(Data to process)

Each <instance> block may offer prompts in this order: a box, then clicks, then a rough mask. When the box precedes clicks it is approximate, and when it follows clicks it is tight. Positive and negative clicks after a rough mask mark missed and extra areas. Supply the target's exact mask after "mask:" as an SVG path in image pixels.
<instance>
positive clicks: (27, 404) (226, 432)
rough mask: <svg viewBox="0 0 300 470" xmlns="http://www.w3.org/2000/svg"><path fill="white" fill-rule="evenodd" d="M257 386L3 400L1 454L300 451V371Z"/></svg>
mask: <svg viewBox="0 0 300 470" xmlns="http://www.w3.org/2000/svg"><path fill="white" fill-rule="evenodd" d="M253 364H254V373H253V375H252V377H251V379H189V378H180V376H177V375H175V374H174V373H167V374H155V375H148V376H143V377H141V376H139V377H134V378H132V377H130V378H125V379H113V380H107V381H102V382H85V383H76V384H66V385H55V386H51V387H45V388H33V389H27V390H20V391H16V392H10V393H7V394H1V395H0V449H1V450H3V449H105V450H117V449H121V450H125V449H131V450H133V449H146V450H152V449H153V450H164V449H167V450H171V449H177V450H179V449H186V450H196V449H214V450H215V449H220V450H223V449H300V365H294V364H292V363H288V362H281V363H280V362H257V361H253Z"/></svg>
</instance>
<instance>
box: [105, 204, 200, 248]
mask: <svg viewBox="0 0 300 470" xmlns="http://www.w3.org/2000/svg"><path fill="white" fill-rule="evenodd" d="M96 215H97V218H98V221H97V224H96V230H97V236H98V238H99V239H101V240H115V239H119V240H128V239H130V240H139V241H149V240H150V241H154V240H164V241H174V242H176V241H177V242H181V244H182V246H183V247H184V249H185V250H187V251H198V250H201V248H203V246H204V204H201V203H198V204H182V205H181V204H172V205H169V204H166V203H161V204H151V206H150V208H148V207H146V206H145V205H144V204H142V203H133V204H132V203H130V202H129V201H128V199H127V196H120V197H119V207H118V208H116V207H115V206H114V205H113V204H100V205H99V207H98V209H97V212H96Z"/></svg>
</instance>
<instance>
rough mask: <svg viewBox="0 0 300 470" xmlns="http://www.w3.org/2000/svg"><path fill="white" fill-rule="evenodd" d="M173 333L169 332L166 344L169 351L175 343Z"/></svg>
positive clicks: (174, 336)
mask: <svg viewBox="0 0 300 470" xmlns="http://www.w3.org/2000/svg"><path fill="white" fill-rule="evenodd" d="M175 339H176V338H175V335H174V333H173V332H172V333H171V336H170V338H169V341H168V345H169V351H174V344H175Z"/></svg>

(End Data to process)

(Exercise directions) An exact copy of every line above, start to finish, is required.

(Solved exercise)
Each <instance> block may offer prompts in this order: a box, then clicks, then a rough mask. When the box precedes clicks it is approximate, and when it follows clicks it is tight. Positive and negative clicks after a rough mask mark missed and extra areas. Supply the target's exact mask after "mask:" as an SVG path in image pixels.
<instance>
positive clicks: (27, 404) (226, 432)
rough mask: <svg viewBox="0 0 300 470" xmlns="http://www.w3.org/2000/svg"><path fill="white" fill-rule="evenodd" d="M257 386L3 400L1 454L300 451V371Z"/></svg>
mask: <svg viewBox="0 0 300 470" xmlns="http://www.w3.org/2000/svg"><path fill="white" fill-rule="evenodd" d="M253 364H254V373H253V375H252V377H251V379H189V378H180V376H177V375H175V374H174V373H167V374H155V375H148V376H143V377H141V376H139V377H134V378H132V377H130V378H125V379H113V380H107V381H102V382H85V383H76V384H66V385H55V386H51V387H45V388H33V389H27V390H20V391H16V392H10V393H7V394H1V395H0V449H1V450H3V449H105V450H117V449H121V450H125V449H131V450H133V449H146V450H152V449H153V450H164V449H167V450H171V449H177V450H179V449H186V450H196V449H214V450H215V449H220V450H223V449H300V365H294V364H292V363H288V362H281V363H280V362H257V361H253Z"/></svg>
</instance>
<instance>
box: [105, 204, 200, 248]
mask: <svg viewBox="0 0 300 470" xmlns="http://www.w3.org/2000/svg"><path fill="white" fill-rule="evenodd" d="M96 215H97V218H98V221H97V224H96V230H97V236H98V238H99V239H101V240H115V239H119V240H128V239H130V240H139V241H149V240H150V241H154V240H164V241H174V242H176V241H177V242H181V244H182V246H183V247H184V249H185V250H187V251H198V250H201V248H203V246H204V204H201V203H198V204H182V205H181V204H172V205H169V204H166V203H161V204H151V206H150V208H148V207H146V206H145V205H144V204H142V203H133V204H132V203H130V202H129V201H128V199H127V196H120V197H119V207H118V208H116V207H115V206H114V205H113V204H100V205H99V207H98V209H97V212H96Z"/></svg>
</instance>
<instance>
rough mask: <svg viewBox="0 0 300 470" xmlns="http://www.w3.org/2000/svg"><path fill="white" fill-rule="evenodd" d="M173 333L169 332L166 344L169 351L175 343Z"/></svg>
positive clicks: (174, 336)
mask: <svg viewBox="0 0 300 470" xmlns="http://www.w3.org/2000/svg"><path fill="white" fill-rule="evenodd" d="M175 339H176V338H175V335H174V333H173V332H172V333H171V336H170V338H169V341H168V345H169V351H174V344H175Z"/></svg>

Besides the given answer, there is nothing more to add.